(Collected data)
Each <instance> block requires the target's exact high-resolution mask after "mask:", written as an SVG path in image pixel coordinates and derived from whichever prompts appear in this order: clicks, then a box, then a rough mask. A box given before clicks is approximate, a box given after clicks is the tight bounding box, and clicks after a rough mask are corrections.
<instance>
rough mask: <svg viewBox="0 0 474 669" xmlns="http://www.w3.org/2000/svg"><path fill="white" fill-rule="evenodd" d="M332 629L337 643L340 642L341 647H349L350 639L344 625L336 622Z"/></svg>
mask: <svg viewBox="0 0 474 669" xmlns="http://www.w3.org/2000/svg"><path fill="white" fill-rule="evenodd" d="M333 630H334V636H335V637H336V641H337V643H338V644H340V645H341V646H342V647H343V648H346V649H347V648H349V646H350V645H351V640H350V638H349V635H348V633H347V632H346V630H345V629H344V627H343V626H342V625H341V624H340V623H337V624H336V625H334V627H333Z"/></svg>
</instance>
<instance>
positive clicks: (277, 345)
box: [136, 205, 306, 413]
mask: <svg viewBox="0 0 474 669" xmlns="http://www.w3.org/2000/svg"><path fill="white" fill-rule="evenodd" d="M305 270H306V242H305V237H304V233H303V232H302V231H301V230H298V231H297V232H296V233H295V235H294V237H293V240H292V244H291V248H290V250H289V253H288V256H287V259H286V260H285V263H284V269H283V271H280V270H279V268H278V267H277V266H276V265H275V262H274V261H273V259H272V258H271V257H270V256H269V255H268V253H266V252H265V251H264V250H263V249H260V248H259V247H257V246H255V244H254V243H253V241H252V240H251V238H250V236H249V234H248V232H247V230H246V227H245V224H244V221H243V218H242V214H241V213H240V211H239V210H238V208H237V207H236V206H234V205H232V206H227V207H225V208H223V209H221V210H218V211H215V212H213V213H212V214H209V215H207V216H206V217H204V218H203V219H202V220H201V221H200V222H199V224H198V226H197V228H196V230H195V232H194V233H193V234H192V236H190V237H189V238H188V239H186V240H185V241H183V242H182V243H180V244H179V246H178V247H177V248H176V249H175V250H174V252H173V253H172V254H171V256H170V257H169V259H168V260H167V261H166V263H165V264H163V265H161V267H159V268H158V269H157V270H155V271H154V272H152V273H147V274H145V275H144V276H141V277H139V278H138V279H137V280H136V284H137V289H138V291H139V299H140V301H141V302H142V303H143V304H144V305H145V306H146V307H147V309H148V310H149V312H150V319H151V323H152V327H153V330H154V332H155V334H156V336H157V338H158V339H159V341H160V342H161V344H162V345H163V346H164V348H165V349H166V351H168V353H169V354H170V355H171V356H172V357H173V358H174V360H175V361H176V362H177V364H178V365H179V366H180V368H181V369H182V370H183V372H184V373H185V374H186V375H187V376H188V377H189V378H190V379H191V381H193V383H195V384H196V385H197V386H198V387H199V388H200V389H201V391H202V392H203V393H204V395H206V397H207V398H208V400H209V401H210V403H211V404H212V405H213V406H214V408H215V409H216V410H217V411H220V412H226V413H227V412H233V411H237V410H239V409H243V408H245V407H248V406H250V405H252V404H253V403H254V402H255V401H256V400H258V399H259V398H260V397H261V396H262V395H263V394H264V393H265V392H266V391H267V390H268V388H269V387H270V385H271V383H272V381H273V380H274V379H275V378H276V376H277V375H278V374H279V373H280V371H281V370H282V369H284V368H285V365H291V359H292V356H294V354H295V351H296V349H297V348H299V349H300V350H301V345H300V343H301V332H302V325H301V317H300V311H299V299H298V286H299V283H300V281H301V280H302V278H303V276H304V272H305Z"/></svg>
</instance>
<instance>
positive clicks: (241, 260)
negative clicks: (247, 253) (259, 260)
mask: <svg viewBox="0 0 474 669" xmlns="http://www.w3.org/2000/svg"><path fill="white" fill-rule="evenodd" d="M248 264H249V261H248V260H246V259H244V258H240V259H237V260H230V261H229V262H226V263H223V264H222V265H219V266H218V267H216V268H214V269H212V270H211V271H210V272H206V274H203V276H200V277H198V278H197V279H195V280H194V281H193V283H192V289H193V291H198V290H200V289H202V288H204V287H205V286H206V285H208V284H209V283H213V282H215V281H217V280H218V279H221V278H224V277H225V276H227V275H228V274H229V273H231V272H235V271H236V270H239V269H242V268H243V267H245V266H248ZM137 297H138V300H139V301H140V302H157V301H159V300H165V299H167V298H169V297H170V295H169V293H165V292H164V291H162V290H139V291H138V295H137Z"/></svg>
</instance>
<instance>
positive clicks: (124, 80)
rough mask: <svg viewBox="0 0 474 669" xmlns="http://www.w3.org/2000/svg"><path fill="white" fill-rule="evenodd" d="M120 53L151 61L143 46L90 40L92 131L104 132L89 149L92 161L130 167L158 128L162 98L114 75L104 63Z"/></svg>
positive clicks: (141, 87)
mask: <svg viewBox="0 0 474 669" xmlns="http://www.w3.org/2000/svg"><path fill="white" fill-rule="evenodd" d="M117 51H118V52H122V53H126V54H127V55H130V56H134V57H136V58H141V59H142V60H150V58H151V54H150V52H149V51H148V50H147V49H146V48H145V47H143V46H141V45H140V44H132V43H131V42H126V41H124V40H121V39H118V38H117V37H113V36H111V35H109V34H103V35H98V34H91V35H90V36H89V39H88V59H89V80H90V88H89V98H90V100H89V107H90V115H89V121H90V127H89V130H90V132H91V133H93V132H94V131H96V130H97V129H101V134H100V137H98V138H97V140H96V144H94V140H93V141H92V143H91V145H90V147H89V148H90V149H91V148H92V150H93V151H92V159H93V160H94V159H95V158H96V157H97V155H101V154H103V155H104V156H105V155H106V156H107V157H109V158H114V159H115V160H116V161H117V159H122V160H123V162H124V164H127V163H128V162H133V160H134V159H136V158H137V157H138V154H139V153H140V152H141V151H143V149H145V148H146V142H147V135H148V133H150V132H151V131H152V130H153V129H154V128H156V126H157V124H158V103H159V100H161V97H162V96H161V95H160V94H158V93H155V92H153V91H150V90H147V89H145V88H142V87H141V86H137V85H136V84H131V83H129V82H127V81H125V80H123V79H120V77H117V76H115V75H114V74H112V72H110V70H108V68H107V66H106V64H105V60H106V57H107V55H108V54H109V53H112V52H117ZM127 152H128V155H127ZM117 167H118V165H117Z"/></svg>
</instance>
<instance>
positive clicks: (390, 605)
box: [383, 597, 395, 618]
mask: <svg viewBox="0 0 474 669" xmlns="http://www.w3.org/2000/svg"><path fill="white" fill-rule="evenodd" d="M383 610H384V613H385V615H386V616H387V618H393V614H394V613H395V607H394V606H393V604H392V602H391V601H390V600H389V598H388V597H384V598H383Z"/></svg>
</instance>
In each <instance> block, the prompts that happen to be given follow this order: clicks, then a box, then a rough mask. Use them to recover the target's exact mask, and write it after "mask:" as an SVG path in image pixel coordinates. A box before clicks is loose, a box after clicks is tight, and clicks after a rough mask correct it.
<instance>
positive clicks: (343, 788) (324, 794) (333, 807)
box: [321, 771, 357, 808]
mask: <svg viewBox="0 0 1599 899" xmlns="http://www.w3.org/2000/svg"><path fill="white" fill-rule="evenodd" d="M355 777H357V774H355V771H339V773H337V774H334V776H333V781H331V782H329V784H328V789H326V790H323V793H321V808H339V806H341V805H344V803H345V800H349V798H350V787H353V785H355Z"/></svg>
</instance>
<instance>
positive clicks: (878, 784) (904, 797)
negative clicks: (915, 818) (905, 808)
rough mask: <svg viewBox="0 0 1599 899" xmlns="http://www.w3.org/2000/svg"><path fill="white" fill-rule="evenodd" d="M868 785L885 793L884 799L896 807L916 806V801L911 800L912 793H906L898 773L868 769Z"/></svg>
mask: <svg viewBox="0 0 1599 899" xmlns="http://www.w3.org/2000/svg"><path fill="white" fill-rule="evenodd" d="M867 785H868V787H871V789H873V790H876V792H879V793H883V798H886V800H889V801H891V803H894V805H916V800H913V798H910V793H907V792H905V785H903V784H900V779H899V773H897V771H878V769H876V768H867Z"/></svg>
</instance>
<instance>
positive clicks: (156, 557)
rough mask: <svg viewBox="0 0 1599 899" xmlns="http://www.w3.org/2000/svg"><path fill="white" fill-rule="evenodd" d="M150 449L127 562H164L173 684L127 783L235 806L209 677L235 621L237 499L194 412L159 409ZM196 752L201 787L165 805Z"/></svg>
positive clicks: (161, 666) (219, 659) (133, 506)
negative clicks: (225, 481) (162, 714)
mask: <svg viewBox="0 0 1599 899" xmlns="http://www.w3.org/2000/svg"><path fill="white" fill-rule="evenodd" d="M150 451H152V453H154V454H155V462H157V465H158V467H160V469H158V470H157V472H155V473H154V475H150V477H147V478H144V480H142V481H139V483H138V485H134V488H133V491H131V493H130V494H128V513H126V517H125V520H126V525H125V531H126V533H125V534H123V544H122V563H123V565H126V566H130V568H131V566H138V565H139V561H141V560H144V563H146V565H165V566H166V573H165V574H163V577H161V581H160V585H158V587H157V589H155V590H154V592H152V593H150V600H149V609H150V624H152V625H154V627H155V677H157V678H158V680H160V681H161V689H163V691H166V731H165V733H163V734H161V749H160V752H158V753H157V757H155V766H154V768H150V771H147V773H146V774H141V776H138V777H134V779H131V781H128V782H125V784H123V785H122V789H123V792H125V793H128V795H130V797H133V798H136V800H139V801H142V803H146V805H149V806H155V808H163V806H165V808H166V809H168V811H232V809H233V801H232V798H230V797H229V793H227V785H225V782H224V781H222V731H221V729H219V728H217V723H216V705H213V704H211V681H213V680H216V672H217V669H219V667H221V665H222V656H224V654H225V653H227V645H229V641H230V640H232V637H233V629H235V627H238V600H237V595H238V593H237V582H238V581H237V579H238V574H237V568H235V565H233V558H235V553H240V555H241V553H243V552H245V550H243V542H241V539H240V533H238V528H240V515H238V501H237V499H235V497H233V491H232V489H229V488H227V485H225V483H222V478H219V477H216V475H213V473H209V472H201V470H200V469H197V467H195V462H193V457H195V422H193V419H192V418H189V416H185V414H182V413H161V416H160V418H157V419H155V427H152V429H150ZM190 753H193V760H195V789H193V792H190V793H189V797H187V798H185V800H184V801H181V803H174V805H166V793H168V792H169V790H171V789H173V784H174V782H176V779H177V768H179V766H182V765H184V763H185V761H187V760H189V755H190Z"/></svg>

# [What is being asked]
Above are the records; print exactly the lines from the line with "449L127 562H164L173 684L127" to the line with "positive clicks: (161, 666)", including both, and nothing else.

# [Reply]
rough mask: <svg viewBox="0 0 1599 899" xmlns="http://www.w3.org/2000/svg"><path fill="white" fill-rule="evenodd" d="M150 449L127 562H164L173 684L127 783L235 806L209 677L235 621L237 499L194 412L159 409ZM196 752L201 787L165 805Z"/></svg>
positive clicks: (161, 666) (219, 659) (133, 506)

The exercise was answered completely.